[REQUIRED TASKS]
**1.** In the House debate text, how much in tax cuts was there last quarter?
**2.** Give everything in the House debate text from "Coalition Government" down to "for the day." again, with "Senate" replaced by "upper house".

[READING TEXT]
House debates

Thursday, 13 February 2020

Matters of Public Importance

Coalition Government

4:10 pm

Photo of Andrew LamingAndrew Laming (Bowman, Liberal Party) Share this | Hansard source

It's a shame that, at this stage of the week, it always degrades into this kind of abuse between two political parties in a chamber. We can be better than that. We can be so much better than that and focus on the big issues. Frankly, this week we've focused on a lot of tiny issues. We've focused on a lot of superficiality. The party opposite were so obsessed with themselves that they didn't recognise the Indonesian President's visit. They were utterly obsessed in the Senate with playing the most puerile games since Federation, like trying to stop the Manager of Government Business in the Senate. Yesterday, the media was absolutely subsumed with Labor's obsession with siding with the crossbench to prevent parliament working. That was their contribution to politics for the day.

Labor is a party that actually had no policy around tax cuts, except trying to copy the government. Last quarter we had $8.1 billion of tax cuts. That is not peripherals or superficialities; this is money in people's pockets. This is what the job of government is: responsibly managing the economy and making sure that the September quarter last year showed a $4.5 billion increase in what Australians had in their pockets. It effectively boosted that September quarter by 60 per cent. That's the serious work, that's the grinding work, of running the books and still running a balanced budget.

We've worked on border policy. We've worked on the feasibility around base-load energy. But all Labor can obsess on is their 'walk both sides of the street' approach to emissions, where you have the Otis group emerging this week. It's fascinating that Otis was the guy who invented the elevator with a safety mechanism. You will need more than a safety mechanism to get out of this one. You don't even have a policy on emissions that you can stick by on both sides of the street. The minute you change towns or you leave the city and head to the bush, it is a different policy—trying to please those in the country; effectively trying to reach out to the inner-city Greens who are taking their seats. That is their fixation.

All we are asking those opposite to do is to take seriously the big issues, like the government does—things like international education and responding to coronavirus. That is the work that's quietly being done. I'll throw a little olive branch across to the other side and say that, when those opposite were in government and had a one-seat majority—governments like the Gillard government; certainly not the Rudd government—despite all of our criticism, they were quietly doing good legislative work on the way through. That's something that we have consistently done as well. I don't mind recognising that. A finely balanced parliament can get the job done and we are proof of that.

But, of course, what's so disappointing is that the party opposite has seven members sitting along that bench who deep down wish they could have Albo's job. There are seven MPs along there who think they deserve the Leader of the Opposition's job—and it is only a matter of time. Increasingly, what we see is a cardboard cut-out figure who doesn't know where he stands.

Australians can be sure of a few things. They know that we're focused on jobs. They know there are 100,000 fewer Australians living day to day off welfare, thanks to this government. The previous Labor government increased the number of those completely reliant on welfare payments by 270,000. These unfortunate souls relying on welfare payments could have been in the economy, but it was a government that didn't know how to manage it. The population's gone up in the last 12 months by 300,000 people in Australia, and welfare reliance has dropped by 100,000. They are big numbers, but every one of those is an intensively case managed family—an intensively case managed household—often with no-one in it working for a number of generations, and we have been working slowly to give them the opportunity this great country can offer.

We haven't been that happy about declining PISA standards. But what did we see from the other side of politics? We saw them simply frittering away education money through Gonski 1—just re-investing in the same stuff that doesn't work. They haven't been able to make the tough decisions in education for years. This is a side of government that, given the opportunity and the reigns of health policy, was simply unable to do anything except defend their legacy of having created Medicare. This a party that, when it got tough, when it got really hot in the kitchen, deferred PBS approvals and told Australians to wait for life-saving medicine, because they just couldn't run the budget. That is why they sit on the other side and have an attack like this on fundamentally peripheral things. It has been most disappointing, not for us but for the Australian people, who watch it with embarrassment.

[DATASET CONTENT]
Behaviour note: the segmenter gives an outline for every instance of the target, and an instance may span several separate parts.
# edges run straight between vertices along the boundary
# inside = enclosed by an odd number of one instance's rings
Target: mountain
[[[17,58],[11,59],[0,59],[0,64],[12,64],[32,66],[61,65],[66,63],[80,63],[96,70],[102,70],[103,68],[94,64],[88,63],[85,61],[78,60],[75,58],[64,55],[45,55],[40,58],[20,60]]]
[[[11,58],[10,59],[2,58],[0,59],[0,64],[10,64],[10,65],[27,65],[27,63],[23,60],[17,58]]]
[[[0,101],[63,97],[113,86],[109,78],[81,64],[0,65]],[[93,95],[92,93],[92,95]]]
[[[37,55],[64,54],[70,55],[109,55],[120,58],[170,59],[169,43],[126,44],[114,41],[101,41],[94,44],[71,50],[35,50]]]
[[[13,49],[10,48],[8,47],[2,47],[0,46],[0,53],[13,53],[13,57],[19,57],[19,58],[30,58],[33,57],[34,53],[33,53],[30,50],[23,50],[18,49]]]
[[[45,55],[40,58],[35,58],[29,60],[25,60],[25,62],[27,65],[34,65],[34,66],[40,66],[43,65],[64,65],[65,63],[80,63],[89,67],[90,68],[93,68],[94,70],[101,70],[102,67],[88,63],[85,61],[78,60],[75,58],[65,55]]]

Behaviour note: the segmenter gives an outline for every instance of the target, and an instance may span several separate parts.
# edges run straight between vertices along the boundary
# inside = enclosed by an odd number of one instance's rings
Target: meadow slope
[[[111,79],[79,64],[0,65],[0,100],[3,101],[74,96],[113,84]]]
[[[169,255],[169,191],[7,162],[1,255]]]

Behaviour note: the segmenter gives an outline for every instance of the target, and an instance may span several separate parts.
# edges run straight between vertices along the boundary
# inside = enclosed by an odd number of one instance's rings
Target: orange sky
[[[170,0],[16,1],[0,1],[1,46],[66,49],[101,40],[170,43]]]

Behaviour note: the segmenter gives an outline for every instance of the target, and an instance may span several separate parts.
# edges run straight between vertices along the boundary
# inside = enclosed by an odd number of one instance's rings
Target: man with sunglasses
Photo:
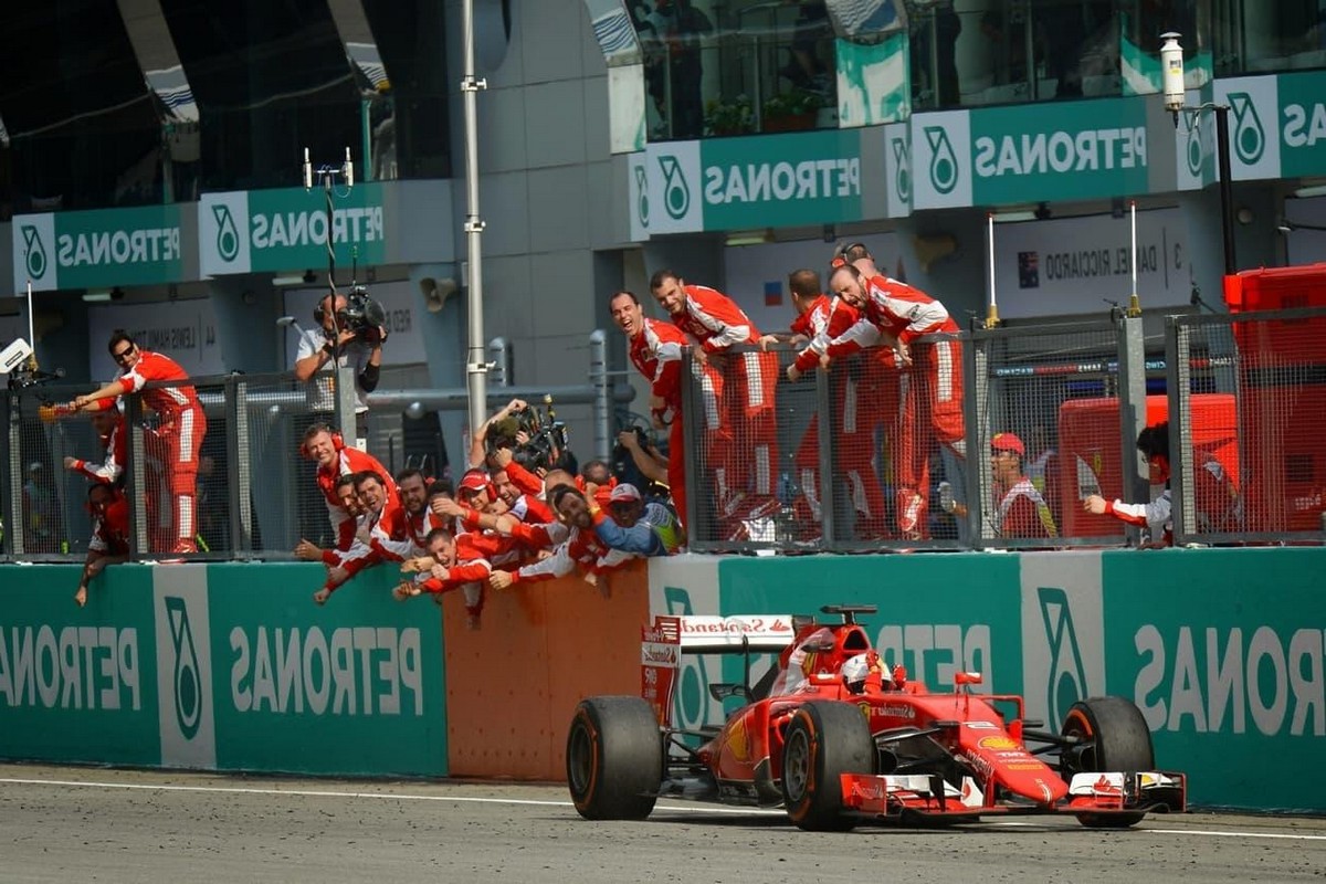
[[[158,415],[155,428],[145,428],[147,452],[159,460],[163,481],[170,489],[174,546],[172,554],[196,553],[194,535],[198,531],[198,457],[207,435],[207,417],[198,402],[188,372],[170,357],[143,350],[123,329],[110,335],[110,355],[119,366],[119,378],[93,392],[74,396],[72,408],[85,408],[97,400],[115,400],[125,394],[142,392],[143,407]],[[150,380],[174,382],[145,390]]]

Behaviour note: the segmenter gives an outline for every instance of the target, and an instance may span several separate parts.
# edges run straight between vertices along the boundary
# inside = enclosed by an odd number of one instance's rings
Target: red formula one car
[[[790,616],[660,616],[643,632],[643,697],[581,701],[566,738],[566,779],[587,819],[643,819],[658,798],[782,806],[806,830],[862,822],[975,820],[1073,814],[1083,826],[1122,828],[1148,811],[1183,811],[1183,774],[1155,770],[1151,732],[1122,697],[1083,700],[1058,733],[1026,721],[1022,698],[952,693],[908,681],[873,651],[857,615],[874,606],[826,606],[839,622]],[[721,728],[672,726],[682,653],[743,653],[744,684],[709,685],[719,701],[748,702]],[[751,685],[754,653],[778,665]],[[697,741],[699,745],[695,745]]]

[EXERCISE RESPONSES]
**1.** $8.1 billion.

**2.**
Coalition Government

4:10 pm

Photo of Andrew LamingAndrew Laming (Bowman, Liberal Party) Share this | Hansard source

It's a shame that, at this stage of the week, it always degrades into this kind of abuse between two political parties in a chamber. We can be better than that. We can be so much better than that and focus on the big issues. Frankly, this week we've focused on a lot of tiny issues. We've focused on a lot of superficiality. The party opposite were so obsessed with themselves that they didn't recognise the Indonesian President's visit. They were utterly obsessed in the upper house with playing the most puerile games since Federation, like trying to stop the Manager of Government Business in the upper house. Yesterday, the media was absolutely subsumed with Labor's obsession with siding with the crossbench to prevent parliament working. That was their contribution to politics for the day.